Your goal:
The data below is to be repeated in full, exactly as given.

Data shown:

--------------------

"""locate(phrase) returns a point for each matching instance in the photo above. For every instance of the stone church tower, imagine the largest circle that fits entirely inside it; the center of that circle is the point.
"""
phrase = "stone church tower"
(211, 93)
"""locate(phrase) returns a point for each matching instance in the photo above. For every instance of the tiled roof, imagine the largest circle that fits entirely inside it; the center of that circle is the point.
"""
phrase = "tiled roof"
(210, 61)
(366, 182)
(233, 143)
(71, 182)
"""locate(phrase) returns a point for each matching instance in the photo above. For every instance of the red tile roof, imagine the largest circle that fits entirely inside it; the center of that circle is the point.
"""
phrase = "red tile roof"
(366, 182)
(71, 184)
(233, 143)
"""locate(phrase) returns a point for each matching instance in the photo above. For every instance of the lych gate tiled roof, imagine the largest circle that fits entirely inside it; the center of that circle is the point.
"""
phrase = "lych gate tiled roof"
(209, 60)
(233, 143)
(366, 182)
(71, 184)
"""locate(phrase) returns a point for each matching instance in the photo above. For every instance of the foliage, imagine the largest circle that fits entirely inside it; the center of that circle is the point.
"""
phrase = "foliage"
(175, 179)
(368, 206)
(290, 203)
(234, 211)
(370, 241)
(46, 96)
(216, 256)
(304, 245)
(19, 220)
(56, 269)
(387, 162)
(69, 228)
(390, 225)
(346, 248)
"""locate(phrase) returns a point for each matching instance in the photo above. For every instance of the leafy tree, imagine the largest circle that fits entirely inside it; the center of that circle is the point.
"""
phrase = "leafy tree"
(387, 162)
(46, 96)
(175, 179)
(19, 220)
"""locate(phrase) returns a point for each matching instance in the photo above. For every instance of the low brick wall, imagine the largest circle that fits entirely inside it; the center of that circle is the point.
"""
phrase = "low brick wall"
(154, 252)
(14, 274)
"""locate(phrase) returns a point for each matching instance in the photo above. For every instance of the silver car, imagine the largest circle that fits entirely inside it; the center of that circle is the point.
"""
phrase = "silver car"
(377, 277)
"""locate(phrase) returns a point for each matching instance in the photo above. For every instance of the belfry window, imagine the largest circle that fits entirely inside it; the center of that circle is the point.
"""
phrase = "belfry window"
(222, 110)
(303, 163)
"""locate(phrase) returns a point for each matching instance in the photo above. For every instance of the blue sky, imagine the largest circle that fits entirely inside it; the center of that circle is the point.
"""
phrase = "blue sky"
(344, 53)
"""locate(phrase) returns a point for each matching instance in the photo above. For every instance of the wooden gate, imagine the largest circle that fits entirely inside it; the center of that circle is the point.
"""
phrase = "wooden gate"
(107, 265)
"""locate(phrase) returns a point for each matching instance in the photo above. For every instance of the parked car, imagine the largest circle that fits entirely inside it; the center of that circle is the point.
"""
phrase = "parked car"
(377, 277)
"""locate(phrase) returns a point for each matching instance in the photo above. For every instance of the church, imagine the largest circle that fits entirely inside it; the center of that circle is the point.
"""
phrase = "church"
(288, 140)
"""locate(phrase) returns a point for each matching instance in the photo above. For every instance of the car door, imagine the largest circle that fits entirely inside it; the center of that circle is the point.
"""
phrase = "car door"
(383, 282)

--------------------

Solution for this problem:
"""locate(phrase) returns a point for each matching instance in the photo above. For every instance of the stone church tower, imagine the largest circle that fits entirely inside it; the center of that circle is the point.
"""
phrase = "stone church tower"
(211, 93)
"""locate(phrase) returns a point for each matching instance in the photo above. For every instance of the tiled roof, imagine the largest circle that fits entirely inside it; the center of that circle is the point.
"""
phrase = "tiled roof"
(210, 61)
(366, 182)
(233, 143)
(71, 182)
"""locate(phrase) returns a point for each matching instance in the photo above. For every instance of the red tile roof, imagine the largest circle that fits entirely inside it; the center of that circle is the point.
"""
phrase = "red tile roof"
(366, 182)
(71, 184)
(233, 143)
"""locate(phrase) returns a point for each matching instance in the photo above. For every instance of the lych gate tiled roof, imagine the largest circle that fits entirely inside it; the center of that circle is the point.
"""
phrase = "lych gate tiled roof"
(209, 60)
(233, 143)
(366, 182)
(71, 184)
"""locate(phrase) returns a point for each matching instance in the photo above. For every instance of the foliage, imagine the largest circle that fits entirely inside it; the center of that circle is the point.
"""
phrase = "foliage"
(175, 179)
(368, 206)
(290, 203)
(234, 211)
(370, 241)
(46, 96)
(216, 256)
(304, 245)
(19, 220)
(56, 269)
(387, 162)
(69, 228)
(390, 225)
(346, 248)
"""locate(phrase) returns a point for each matching instance in the photo above. For every instance of the leafy tree, imagine the largest circle that fits entirely inside it; the center of that circle is the point.
"""
phrase = "leafy tree"
(387, 162)
(46, 96)
(175, 179)
(19, 220)
"""locate(phrase) returns a point for each matching instance in the photo above. For every instance of the low brick wall, imagine the largest circle that fits entirely inside it; the center of that circle is the point.
"""
phrase = "low brick wall"
(154, 252)
(14, 274)
"""locate(phrase) returns a point for each matching instance in the photo above. For every instance of the silver car, imagine the largest circle that fits entirely inside it; the center of that circle is the point.
"""
phrase = "silver car"
(377, 277)
"""locate(phrase) returns a point for each matching instance in the photo above. For every instance of the belfry window, imagine the largest circle that fits entirely inside it; the center of that circle is the point.
"""
phrase = "belfry window"
(222, 110)
(303, 163)
"""locate(phrase) returns a point for each matching instance in the photo above. For every instance of the blue sky, imagine the largest circle that fits entirely inside it; the center of that circle is the point.
"""
phrase = "blue sky"
(344, 53)
"""locate(phrase) returns a point for each matching instance in the photo above. For every instance of the wooden gate, imagine the largest circle that fits entirely inside it; the center of that circle is the point.
"""
phrase = "wooden gate"
(107, 265)
"""locate(phrase) returns a point for each matching instance in the photo above. For every instance of the parked car, imagine the largest circle that fits entirely inside it; the center of that circle is the point.
"""
phrase = "parked car"
(377, 277)
"""locate(phrase) returns a point for each matching instance in the photo above. For every instance of the church, imagine the largest circle that fits entirely inside it; the center of that circle is the point.
"""
phrase = "church"
(288, 140)
"""locate(phrase) returns a point for each matching instance in the photo above. For every instance of the car door, imagine the largest circle that fits entirely inside it; the center of that circle is the point.
"""
phrase = "car door"
(383, 282)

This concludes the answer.